TEXTE PROPOSÉ.
□ □ □ □ □ □ □

C’est l’histoire de quatre amis qui s’amusent sur un carré rose, une sorte de moquette qui fait office de terrain de jeu. Tout va pour le mieux jusqu’au jour où ils apprennent, à leur plus grande stupéfaction, que le rose, c’est… pour les filles, et seulement pour les filles. S’ensuit une série de réflexions, à la fois naïves et éclairées, stéréotypées et émancipées, sur l’identité en général, et l’identité de genre en particulier.

« Rouge pâle, c’est une couleur de gars ça ? », « avoir faim, c’est une affaire de gars ça ? », « oublie ça les paillettes, OK ? ».

Si le théâtre jeunesse s’attaque de plus en plus à une foule de thématiques délicates (qu’on pense ici à la migration, au deuil, à l’intimité), Le problème avec le rose, une coproduction franco-québécoise présentée ces jours-ci à la Maison Théâtre, est, sauf erreur, l’une des premières créations pour jeune public à s’attaquer à cette très actuelle question de l’identité de genre. Enjeux de conformité, d’authenticité et de liberté en prime. Le tout amené avec doigté et sensibilité.

Out les paillettes, donc, « ark » les licornes, place aux jeux de pilotes ou, mieux, de gladiateurs. Qu’importe si, au fond, on aime mieux ces paillettes, non ? Peut-être bien que non, justement…

PHOTO FOURNIE PAR LA MAISON THÉÂTRE

J’avais envie de parler de ce qu’on impose aux enfants dès le plus jeune âge, et de ce qu’ils s’imposent eux-mêmes. Par opposition à la liberté de faire absolument tout. Ça me préoccupe beaucoup, étant moi-même maman d’une toute petite fille.

Érika Tremblay-Roy, autrice et metteuse en scène de la pièce, directrice artistique du Petit Théâtre de Sherbrooke

Ce n’est pas forcément subtil, mais ça a le mérite de soulever des questions de fond : est-ce qu’une fille doit absolument jouer aux princesses ? Et si ça l’ennuie ? Et si un garçon aime les paillettes, quant à lui ? Qu’est-ce que ça fait ? Surtout : qui s’en soucie ?

On comprend que la pièce, qui s’adresse aux jeunes de 6 à 12 ans, offre plusieurs niveaux de lecture. C’est pensé et c’est voulu.

C’est ainsi que les quatre amis (en l’occurrence Alix, Sasha, Lou et Noa, des prénoms volontairement neutres, ou mixtes, au choix) perdent, en apprenant le stupéfiant statut du rose, leur liberté d’inventer des histoires. Ou leur liberté de s’inventer tout court. Au choix, toujours.

« Quand on s’assume, qu’on est bien dans sa peau, on peut rêver sa vie comme on veut », propose l’autrice, dont le texte a été publié et traduit l’an dernier, chez Lansman jeunesse.

□ □ □ □ □ □ □

DONNÉES ENREGISTRÉES.
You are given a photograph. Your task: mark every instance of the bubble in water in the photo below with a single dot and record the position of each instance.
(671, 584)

□ □ □ □ □ □ □

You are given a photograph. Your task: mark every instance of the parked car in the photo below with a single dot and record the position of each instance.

□ □ □ □ □ □ □

EXERCICE. Recopiez tout le passage du texte sur la pièce Le problème avec le rose, depuis « C’est l’histoire de » jusqu’à « genre en particulier. », en rebaptisant « moquette » en « natte ».

RÉPONSE.
C’est l’histoire de quatre amis qui s’amusent sur un carré rose, une sorte de natte qui fait office de terrain de jeu. Tout va pour le mieux jusqu’au jour où ils apprennent, à leur plus grande stupéfaction, que le rose, c’est… pour les filles, et seulement pour les filles. S’ensuit une série de réflexions, à la fois naïves et éclairées, stéréotypées et émancipées, sur l’identité en général, et l’identité de genre en particulier.